TASK TO COMPLETE: Repeat the rows below with each "Target" changed to "Label" and nothing else altered.

TASK MATERIAL:

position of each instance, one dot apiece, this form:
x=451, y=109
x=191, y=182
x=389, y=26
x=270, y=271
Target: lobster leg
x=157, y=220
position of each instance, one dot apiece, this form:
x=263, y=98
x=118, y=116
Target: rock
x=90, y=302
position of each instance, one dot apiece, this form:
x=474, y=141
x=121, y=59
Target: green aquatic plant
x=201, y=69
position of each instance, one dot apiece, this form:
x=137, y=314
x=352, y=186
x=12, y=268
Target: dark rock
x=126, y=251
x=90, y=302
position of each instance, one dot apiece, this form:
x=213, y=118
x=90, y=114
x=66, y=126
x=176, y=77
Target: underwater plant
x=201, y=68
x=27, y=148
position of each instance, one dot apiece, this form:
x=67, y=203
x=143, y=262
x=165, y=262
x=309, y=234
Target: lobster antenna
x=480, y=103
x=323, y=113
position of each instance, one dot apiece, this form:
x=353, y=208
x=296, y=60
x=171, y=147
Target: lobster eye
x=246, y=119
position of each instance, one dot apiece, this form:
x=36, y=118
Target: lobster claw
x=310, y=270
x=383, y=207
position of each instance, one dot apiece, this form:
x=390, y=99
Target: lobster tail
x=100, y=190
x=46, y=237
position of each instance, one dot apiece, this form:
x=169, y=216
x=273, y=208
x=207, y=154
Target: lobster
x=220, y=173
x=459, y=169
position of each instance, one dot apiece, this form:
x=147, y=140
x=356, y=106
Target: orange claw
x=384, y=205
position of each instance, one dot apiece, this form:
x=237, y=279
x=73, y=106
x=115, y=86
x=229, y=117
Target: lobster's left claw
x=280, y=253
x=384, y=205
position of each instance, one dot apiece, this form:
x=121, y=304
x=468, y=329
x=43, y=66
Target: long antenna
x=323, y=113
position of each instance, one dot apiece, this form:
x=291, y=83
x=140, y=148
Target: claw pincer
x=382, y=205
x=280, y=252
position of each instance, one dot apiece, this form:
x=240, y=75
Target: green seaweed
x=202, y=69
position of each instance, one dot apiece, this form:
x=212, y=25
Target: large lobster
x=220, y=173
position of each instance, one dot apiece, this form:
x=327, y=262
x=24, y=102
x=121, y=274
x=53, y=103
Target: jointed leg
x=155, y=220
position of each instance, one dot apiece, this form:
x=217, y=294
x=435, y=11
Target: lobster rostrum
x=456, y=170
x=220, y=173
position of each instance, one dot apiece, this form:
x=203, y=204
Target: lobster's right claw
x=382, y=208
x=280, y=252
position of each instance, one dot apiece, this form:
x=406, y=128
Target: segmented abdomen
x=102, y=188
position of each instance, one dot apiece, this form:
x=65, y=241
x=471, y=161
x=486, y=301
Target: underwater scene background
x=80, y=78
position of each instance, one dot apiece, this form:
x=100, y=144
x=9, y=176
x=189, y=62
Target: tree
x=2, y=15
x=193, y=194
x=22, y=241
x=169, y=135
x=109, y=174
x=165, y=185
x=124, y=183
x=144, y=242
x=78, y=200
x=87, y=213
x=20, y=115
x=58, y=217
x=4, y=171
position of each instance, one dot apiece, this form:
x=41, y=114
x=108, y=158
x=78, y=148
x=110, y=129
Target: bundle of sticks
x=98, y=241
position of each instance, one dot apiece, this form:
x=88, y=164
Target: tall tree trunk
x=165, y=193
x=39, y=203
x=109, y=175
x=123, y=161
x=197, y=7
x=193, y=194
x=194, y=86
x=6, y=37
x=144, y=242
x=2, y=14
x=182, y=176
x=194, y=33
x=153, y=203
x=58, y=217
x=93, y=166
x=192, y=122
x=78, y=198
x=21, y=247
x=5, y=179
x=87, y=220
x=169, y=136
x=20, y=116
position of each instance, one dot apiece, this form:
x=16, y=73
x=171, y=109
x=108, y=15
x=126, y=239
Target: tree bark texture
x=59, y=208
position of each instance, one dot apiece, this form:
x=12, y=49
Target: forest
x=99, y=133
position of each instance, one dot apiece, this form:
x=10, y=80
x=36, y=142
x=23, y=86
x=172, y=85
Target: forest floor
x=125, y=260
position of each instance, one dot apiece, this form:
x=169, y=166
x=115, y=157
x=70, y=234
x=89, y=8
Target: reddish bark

ANSWER TO THIS EXERCISE:
position of each instance, one dot apiece, this form:
x=451, y=109
x=191, y=182
x=389, y=26
x=270, y=271
Label: lobster leg
x=157, y=220
position of each instance, one dot apiece, this form:
x=263, y=98
x=118, y=116
Label: rock
x=90, y=302
position of each instance, one dot apiece, this form:
x=474, y=141
x=121, y=59
Label: green aquatic plant
x=201, y=69
position of each instance, one dot apiece, this form:
x=137, y=314
x=352, y=186
x=12, y=268
Label: dark rock
x=126, y=251
x=90, y=302
position of each instance, one dot apiece, this form:
x=213, y=118
x=90, y=114
x=66, y=126
x=176, y=77
Label: underwater plant
x=201, y=68
x=27, y=148
position of each instance, one dot apiece, this form:
x=67, y=203
x=143, y=262
x=165, y=262
x=309, y=234
Label: lobster antenna
x=480, y=103
x=323, y=113
position of each instance, one dot apiece, this form:
x=353, y=208
x=296, y=60
x=171, y=147
Label: lobster eye
x=246, y=119
position of each instance, one dot apiece, this form:
x=36, y=118
Label: lobster claw
x=310, y=270
x=383, y=207
position of each instance, one dot apiece, this form:
x=390, y=99
Label: lobster tail
x=100, y=190
x=46, y=237
position of each instance, one dot apiece, this form:
x=169, y=216
x=273, y=208
x=207, y=154
Label: lobster
x=220, y=173
x=459, y=169
position of each instance, one dot apiece, this form:
x=147, y=140
x=356, y=106
Label: orange claw
x=384, y=205
position of each instance, one dot apiece, this form:
x=237, y=279
x=73, y=106
x=115, y=86
x=229, y=117
Label: lobster's left claw
x=280, y=253
x=384, y=205
position of each instance, one dot apiece, this form:
x=121, y=304
x=468, y=329
x=43, y=66
Label: long antenna
x=323, y=113
position of each instance, one dot apiece, this form:
x=291, y=83
x=140, y=148
Label: claw pincer
x=382, y=205
x=280, y=252
position of each instance, one dot apiece, this form:
x=240, y=75
Label: green seaweed
x=202, y=69
position of each instance, one dot apiece, this form:
x=212, y=25
Label: large lobster
x=220, y=173
position of each instance, one dot apiece, this form:
x=327, y=262
x=24, y=102
x=121, y=274
x=53, y=103
Label: jointed leg
x=155, y=220
position of each instance, one dot apiece, this form:
x=217, y=294
x=435, y=11
Label: lobster rostrum
x=456, y=170
x=220, y=173
position of each instance, one dot apiece, this form:
x=203, y=204
Label: lobster's right claw
x=382, y=208
x=280, y=252
position of each instance, one dot apiece, this form:
x=406, y=128
Label: segmented abdomen
x=102, y=188
position of each instance, one dot apiece, this form:
x=65, y=241
x=471, y=161
x=486, y=301
Label: underwater scene background
x=80, y=78
position of each instance, one dot apiece, this form:
x=100, y=144
x=9, y=176
x=189, y=62
Label: tree
x=2, y=15
x=193, y=194
x=22, y=241
x=169, y=135
x=109, y=174
x=165, y=185
x=124, y=183
x=144, y=242
x=78, y=200
x=87, y=213
x=20, y=115
x=58, y=217
x=4, y=171
position of each instance, one dot apiece, this form:
x=41, y=114
x=108, y=158
x=78, y=148
x=110, y=129
Label: bundle of sticks
x=98, y=241
position of each instance, one dot apiece, this form:
x=88, y=164
Label: tall tree trunk
x=165, y=193
x=39, y=203
x=109, y=175
x=123, y=161
x=197, y=7
x=193, y=194
x=194, y=86
x=6, y=37
x=144, y=242
x=2, y=14
x=182, y=176
x=194, y=33
x=153, y=203
x=58, y=217
x=93, y=166
x=192, y=122
x=78, y=198
x=21, y=247
x=5, y=179
x=87, y=220
x=169, y=136
x=20, y=116
position of each instance, one dot apiece, this form:
x=16, y=73
x=171, y=109
x=108, y=15
x=126, y=239
Label: tree bark texture
x=59, y=208
position of each instance, one dot apiece, this form:
x=12, y=49
Label: forest
x=99, y=133
position of each instance, one dot apiece, this form:
x=10, y=80
x=36, y=142
x=23, y=86
x=172, y=85
Label: forest floor
x=125, y=260
position of each instance, one dot apiece, this form:
x=169, y=166
x=115, y=157
x=70, y=234
x=89, y=8
Label: reddish bark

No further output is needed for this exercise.